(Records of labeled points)
>> Begin

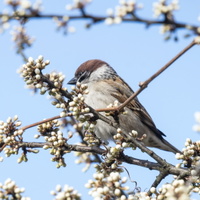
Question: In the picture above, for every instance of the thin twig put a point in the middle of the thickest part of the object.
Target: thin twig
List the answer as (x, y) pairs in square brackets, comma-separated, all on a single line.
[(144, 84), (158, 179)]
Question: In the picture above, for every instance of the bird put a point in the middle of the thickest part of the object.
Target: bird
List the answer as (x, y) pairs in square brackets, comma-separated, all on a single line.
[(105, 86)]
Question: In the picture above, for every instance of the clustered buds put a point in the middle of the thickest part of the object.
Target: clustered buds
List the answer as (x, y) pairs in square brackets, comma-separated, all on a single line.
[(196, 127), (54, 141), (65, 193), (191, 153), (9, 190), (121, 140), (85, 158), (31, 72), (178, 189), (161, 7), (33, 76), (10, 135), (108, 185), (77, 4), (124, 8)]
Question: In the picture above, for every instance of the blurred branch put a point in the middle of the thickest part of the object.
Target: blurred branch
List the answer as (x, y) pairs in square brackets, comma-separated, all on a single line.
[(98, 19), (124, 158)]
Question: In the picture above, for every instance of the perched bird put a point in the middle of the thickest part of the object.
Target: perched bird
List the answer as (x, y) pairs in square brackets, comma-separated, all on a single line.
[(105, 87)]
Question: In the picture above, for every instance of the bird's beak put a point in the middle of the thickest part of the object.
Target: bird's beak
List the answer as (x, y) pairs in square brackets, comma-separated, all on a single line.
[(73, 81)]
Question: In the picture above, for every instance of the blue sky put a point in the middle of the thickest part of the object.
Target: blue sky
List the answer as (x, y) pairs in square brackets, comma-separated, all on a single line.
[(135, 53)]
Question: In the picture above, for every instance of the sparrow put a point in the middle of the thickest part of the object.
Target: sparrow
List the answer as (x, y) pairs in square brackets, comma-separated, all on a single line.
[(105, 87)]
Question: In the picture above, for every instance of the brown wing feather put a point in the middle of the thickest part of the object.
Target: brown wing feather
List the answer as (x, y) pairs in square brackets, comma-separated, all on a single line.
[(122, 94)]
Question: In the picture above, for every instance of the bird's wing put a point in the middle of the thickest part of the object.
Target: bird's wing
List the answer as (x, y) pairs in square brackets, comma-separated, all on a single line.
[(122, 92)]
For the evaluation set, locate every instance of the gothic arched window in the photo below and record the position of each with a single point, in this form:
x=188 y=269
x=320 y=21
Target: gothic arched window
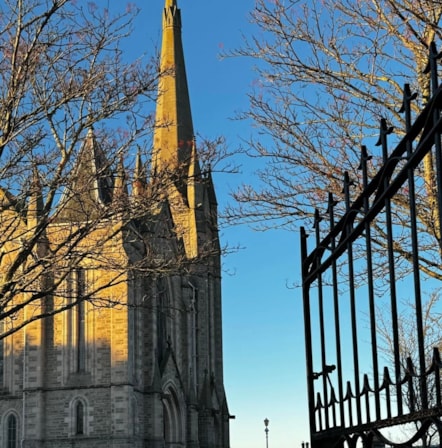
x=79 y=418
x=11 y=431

>> End
>> Begin

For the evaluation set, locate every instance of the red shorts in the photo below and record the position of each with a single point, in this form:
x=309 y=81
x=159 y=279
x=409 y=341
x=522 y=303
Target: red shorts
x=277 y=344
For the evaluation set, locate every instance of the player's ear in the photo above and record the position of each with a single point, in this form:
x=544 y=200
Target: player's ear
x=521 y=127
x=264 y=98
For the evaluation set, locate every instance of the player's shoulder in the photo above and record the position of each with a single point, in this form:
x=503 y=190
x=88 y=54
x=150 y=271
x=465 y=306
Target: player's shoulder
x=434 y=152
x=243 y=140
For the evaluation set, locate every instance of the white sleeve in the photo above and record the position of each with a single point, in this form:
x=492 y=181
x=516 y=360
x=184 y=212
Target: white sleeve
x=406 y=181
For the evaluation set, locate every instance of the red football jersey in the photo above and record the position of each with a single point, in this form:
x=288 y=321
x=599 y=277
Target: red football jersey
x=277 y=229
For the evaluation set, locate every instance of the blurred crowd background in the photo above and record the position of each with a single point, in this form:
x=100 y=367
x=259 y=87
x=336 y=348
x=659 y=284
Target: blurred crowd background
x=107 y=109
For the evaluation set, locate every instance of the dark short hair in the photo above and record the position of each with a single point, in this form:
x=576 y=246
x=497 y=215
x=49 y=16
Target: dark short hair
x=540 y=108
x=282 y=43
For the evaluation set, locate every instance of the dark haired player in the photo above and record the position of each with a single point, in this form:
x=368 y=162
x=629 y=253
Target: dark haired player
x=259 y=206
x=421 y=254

>> End

Turn the stretch of rows from the one containing "the bird put" through the one containing "[(105, 86)]" into a two-column CSV with the headers request and answer, one line per request. Put each field in double quotes and replace any line breaks in it with spaces.

request,answer
"Question: In the picture above, for every instance of the bird put a point in the middle of the thickest part of the object. Target: bird List the answer as (x, y) pairs in square brackets, comma-separated, all on a single line.","[(105, 86)]"